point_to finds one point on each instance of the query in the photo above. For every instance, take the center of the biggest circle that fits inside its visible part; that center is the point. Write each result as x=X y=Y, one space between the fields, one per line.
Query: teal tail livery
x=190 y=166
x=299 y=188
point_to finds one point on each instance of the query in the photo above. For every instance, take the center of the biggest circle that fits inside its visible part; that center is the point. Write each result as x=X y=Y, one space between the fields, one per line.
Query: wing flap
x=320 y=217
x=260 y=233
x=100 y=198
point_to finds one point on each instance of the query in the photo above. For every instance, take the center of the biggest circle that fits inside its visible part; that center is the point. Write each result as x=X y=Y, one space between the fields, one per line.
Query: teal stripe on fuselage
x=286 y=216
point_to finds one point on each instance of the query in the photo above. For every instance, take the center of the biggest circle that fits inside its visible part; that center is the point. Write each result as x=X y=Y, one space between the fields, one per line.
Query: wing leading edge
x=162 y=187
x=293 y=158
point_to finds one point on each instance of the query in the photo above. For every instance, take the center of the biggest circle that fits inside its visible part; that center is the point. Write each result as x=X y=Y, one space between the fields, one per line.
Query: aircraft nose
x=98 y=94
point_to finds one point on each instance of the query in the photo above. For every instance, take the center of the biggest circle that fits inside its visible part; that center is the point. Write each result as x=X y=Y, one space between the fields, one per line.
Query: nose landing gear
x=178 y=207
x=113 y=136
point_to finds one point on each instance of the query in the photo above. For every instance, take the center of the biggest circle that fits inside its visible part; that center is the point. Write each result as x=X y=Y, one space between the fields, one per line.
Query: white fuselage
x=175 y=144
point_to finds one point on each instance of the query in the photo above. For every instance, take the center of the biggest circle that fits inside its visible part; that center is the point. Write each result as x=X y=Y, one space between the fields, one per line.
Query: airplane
****************
- **Exercise brief**
Can you convert every line of the items above into a numbered list, omitting any blank lines?

- **Answer to the task**
1. point_to finds one point on each instance of the query in the photo above. For every instance, take the center of the biggest circle that fits inside its visible part; that center is the point. Write each result as x=X y=Y, one space between the fields, one per line.
2. Query: teal tail livery
3. x=190 y=166
4. x=299 y=188
5. point_to finds one point on each instance of the query in the photo above. For every instance, take the center of the biggest circle that fits inside its visible part; that center is the point. Write each result as x=X y=Y, one space between the fields, one per line.
6. Query: wing flap
7. x=320 y=217
8. x=260 y=233
9. x=100 y=198
10. point_to finds one point on each instance of the query in the photo above. For every instance, take the center of the biggest circle that fits inside its visible part; that center is the point. Write each result as x=X y=Y, one space between the fields, one per line.
11. Query: teal stripe on fuselage
12. x=286 y=216
13. point_to finds one point on each instance of the query in the photo above. For every instance, take the center of the biggest circle that fits inside its visible part; that center is the point. Write each result as x=X y=Y, one space between the fields, one per line.
14. Query: wing leading edge
15. x=162 y=187
16. x=293 y=158
17. point_to finds one point on each instance of the query in the photo above. For every instance, take the center of the biggest circle that fits inside its visible part; that center is the point. Write each result as x=X y=Y, one space between the fields, one per line.
18. Query: aircraft nose
19. x=98 y=94
20. point_to finds one point on each instance of the query in the photo above. For every instance, take the center of the biggest circle that fits inside its visible part; that center is the point. Write each result as x=X y=Y, one space between the fields, one per line.
21. Query: nose landing gear
22. x=178 y=207
23. x=113 y=136
24. point_to finds one point on each instance of the query in the photo above. For every instance, take the center of the biggest circle that fits inside its visible part; that center is the point. Write each result as x=X y=Y, one space between the fields, one per line.
25. Query: white fuselage
26. x=175 y=144
27. point_to finds one point on each instance of the query in the photo above. For every instance, take the center of the biggest circle that fits inside its visible part; that center is the point. Write each result as x=X y=Y, one space between the fields, one per line.
28. Query: airplane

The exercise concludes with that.